(Written tasks)
A. Shorten the paragraph of the piece on May–December romances that begins "Crooning Frank Sinatra," keeping its main facts.
B. Carry on the piece on May–December romances, starting after its final sentence.

(Article)
[start]

Crooning Frank Sinatra made that line famous and familiar in 1965.  Then at 50, he married 21-year-old Mia Farrow in 1966, the latter claiming that she lost her virginity to the Hoboken, New Jersey singer. They stayed married for two years in the ’60s.

The first of September is seasonally the end of the summer and the beginning of autumn when the days grow short in the northern hemisphere. But May to December romances do occur. When I was 57, I Mia Farrow’d a Shanghai girl who claimed she was 21. She was that in the lunar calendar. Our age difference did get existential when going to the Thursday night market at the Paseo, she appeared to have picked herself up an elderly tourist. Girls of Sinosphere dominated the streetwalkers in Garapan at the time, after the end of the garment industry when recruiters still promised 3-year contracts for 3-month work.

[end]

(Given information)
[start]

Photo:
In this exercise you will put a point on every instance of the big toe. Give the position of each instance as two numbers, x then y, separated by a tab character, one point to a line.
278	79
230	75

[end]

(Exercise responses)
A. Frank Sinatra made the line famous in 1965. In 1966, at age 50, he married 21-year-old Mia Farrow, who claimed she lost her virginity to him. They were married for two years.

B.
“Big heart” or “first heart” was how I translated her Chinese name in my limited Pinyin but she was “all heart and some” until she decided that “five years was enough” (four, legally married) and called it quits. She was obviously a willful girl, much loved but I was cognitively clear we would part sooner or later. She decided to leave first before I was ready. No matter. The five years of May to December did lead to days growing short.

So it looks like we will slow down writing now. With the early shadows arriving September, my apartment complex takes its time to turn on the generator for the six-hour respite of power and water at night. My neighbor who works for CUC assures me that the metal poles on a ferry from Guam finally arrived and will see them shortly, replacing damaged poles on Chalan Msgr. Guerrero and Beach Roads while an equal number were flown in with repair linemen from the Marshalls, Kosrae, Pohnpei, Chuuk, Yap, and Palau, all vets known to each other by membership to an organization, to assist CUC personnel in putting up the poles. 

Whether we get our whole power and water system by the end of September is a goal in a timeline, more to boost our sagging morale rather than assure our familiarity with the switch on the wall again. My own estimate on when public schools will really be operational will be October as PSS discovered that the generators in each of the schools acquired earlier were insufficient. Meanwhile, teachers are still being hired, or await the judgment on hire, while every creature and his brother awaits a FEMA dole.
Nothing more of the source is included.